2. GENERAL CONSIDERATIONS
Burning is a combustion process to which a range of control measures may be applied to contain emissions and to ensure the completeness of the degradation process for organic matter. Depending on the source (waste) material the burning process may or may not require addition of other energy sources. Incineration/pyrolysis are contained combustion processes are contained combustion processes and therefore have the potential for a high level of control. (However see opinion on small incinerators). At the other end of the control spectrum is open burning; such as bonfires. Typically combustion of animal waste requires the addition of a high calorific fuel in order to initiate (and for some materials to sustain) the process. It is recognised that open burning of animal waste is a very cheap and convenient method of disposal. However uncontained burning has a number of problems in terms of the potential risks involved:
(1) In the open burning situation a range of temperatures will be encountered. It is difficult therefore to ensure complete combustion of the animal waste. If the waste is contaminated with pathogens there will remain considerable uncertainty as to the degree of their inactivation.
(2) Gaseous and particulate emissions to the atmosphere will occur and consequently worker and public exposure is likely. There is very little data to indicate whether or not some pathogens could be dispersed to air as a consequence of open burning.
(3) The supporting/secondary fuel may be a source of contamination itself. For example in the recent foot and mouth disease outbreak in the UK timbers were used at some sites that were heavily contaminated with pentachlorophenol.
(4) The residual ash must be considered to be a risk source. Its safe disposal needs to be assured (see opinion on small incinerators) to prevent human and animal contact and protect from groundwater contamination. While careful selection of burning sites can reduce the risks open burning should only be considered in emergency situations. For each such emergency situation a specific risk assessment should be conducted which must include the risk 4 from the pathogen of immediate concern but also other pathogens that might be present.

**Information provided**
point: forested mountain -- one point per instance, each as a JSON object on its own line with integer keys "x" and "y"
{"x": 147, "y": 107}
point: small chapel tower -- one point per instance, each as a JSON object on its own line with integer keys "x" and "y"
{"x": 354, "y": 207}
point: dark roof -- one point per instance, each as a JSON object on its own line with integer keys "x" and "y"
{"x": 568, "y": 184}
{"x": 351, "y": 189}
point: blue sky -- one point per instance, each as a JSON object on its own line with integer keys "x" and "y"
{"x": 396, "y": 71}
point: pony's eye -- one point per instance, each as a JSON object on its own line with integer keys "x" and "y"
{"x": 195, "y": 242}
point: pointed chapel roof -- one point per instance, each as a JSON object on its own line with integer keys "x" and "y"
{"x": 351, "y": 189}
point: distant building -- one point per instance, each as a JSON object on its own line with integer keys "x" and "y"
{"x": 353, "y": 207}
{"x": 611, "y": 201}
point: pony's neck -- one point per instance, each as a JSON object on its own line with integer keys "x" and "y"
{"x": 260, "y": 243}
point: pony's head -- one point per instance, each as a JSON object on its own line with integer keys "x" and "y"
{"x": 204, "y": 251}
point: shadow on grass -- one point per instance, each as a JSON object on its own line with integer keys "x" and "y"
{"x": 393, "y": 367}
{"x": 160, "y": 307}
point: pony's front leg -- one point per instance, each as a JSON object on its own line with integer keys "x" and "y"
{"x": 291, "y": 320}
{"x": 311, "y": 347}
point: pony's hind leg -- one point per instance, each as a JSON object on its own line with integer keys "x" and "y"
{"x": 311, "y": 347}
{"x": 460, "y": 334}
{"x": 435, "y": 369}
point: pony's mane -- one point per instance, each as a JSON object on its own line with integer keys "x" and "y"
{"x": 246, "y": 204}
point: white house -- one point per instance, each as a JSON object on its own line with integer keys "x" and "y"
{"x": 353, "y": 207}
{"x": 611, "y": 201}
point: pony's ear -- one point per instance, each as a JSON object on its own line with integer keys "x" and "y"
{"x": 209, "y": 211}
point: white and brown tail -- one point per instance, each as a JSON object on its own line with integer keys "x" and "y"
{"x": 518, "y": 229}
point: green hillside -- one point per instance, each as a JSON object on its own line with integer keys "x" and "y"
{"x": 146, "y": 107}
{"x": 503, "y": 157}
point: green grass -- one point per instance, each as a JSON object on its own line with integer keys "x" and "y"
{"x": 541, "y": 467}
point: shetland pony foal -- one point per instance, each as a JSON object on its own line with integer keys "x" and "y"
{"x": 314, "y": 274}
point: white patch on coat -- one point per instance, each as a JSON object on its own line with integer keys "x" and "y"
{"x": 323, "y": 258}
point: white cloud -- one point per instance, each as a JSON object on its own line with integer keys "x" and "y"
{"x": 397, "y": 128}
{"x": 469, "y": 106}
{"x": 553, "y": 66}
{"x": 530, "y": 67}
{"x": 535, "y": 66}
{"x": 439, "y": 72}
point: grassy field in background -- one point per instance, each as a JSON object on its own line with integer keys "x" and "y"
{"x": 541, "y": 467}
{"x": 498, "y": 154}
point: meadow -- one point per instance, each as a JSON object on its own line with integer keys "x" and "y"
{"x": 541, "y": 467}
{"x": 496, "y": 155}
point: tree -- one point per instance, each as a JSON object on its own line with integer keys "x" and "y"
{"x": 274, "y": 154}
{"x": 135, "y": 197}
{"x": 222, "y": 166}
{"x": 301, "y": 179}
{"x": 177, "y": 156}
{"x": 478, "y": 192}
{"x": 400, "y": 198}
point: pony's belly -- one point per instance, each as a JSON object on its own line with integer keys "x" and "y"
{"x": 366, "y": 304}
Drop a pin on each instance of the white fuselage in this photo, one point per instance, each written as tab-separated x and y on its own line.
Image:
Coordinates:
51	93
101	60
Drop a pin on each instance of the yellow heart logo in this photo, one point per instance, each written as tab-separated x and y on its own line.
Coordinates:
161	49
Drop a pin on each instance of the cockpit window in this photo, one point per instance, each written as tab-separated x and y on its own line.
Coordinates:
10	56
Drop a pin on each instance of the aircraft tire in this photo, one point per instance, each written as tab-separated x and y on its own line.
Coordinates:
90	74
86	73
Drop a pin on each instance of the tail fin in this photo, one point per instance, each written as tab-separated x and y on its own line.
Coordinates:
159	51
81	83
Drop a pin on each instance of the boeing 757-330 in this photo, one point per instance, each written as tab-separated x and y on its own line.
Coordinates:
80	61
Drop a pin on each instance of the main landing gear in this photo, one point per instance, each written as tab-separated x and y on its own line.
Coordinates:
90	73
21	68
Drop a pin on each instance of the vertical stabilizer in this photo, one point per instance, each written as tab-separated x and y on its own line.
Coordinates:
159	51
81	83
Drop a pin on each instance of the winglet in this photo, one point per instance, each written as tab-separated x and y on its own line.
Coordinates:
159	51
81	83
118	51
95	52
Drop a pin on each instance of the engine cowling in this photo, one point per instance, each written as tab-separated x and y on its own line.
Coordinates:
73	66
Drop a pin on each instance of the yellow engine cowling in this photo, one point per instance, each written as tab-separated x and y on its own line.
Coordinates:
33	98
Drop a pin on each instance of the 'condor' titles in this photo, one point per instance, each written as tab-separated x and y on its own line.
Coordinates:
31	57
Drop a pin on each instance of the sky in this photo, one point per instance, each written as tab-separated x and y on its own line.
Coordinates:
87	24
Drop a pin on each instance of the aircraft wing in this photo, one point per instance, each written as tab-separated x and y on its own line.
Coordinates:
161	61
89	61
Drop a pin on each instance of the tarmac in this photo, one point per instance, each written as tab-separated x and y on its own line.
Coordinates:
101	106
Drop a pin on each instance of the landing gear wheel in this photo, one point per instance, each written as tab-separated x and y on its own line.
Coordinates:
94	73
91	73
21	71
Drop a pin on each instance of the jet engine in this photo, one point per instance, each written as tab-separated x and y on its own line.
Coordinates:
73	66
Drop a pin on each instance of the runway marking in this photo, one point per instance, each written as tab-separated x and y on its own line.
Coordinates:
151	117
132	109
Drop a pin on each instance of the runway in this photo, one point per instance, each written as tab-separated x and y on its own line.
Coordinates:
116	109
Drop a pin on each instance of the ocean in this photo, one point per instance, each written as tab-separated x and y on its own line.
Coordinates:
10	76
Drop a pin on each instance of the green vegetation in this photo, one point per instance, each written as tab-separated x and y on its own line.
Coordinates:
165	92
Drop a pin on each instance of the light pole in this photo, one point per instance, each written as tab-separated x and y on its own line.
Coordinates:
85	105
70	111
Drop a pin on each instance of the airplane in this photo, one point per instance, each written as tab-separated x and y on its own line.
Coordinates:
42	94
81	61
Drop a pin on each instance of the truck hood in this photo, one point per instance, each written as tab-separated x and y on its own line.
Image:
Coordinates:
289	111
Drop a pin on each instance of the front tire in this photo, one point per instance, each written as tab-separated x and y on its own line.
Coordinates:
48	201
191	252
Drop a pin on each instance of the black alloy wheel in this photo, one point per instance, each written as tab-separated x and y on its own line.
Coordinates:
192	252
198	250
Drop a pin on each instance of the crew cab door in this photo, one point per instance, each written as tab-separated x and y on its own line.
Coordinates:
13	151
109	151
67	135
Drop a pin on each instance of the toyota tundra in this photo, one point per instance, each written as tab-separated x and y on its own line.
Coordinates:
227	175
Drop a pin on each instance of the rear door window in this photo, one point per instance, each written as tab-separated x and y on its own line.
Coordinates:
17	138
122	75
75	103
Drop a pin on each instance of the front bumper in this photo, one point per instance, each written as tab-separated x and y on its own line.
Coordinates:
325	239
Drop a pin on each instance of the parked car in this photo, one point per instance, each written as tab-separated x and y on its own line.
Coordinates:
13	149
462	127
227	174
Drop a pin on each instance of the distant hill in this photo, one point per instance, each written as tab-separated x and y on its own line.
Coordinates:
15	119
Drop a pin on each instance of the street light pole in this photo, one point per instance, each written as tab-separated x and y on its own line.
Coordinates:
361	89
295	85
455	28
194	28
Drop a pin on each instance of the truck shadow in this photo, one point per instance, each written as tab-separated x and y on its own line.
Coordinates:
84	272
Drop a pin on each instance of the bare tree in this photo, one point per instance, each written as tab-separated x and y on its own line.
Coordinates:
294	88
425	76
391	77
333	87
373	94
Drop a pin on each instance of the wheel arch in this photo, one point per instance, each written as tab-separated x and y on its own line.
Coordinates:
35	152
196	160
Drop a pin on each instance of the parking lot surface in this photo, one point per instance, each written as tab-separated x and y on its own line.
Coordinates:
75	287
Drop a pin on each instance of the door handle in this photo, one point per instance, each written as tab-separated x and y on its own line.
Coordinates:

**Task**
From the passage on burning animal waste, extract the part that begins with the words containing "(4) The residual" and ends with "might be present.". The items have no connection to the text on burning animal waste.

**Answer space**
(4) The residual ash must be considered to be a risk source. Its safe disposal needs to be assured (see opinion on small incinerators) to prevent human and animal contact and protect from groundwater contamination. While careful selection of burning sites can reduce the risks open burning should only be considered in emergency situations. For each such emergency situation a specific risk assessment should be conducted which must include the risk 4 from the pathogen of immediate concern but also other pathogens that might be present.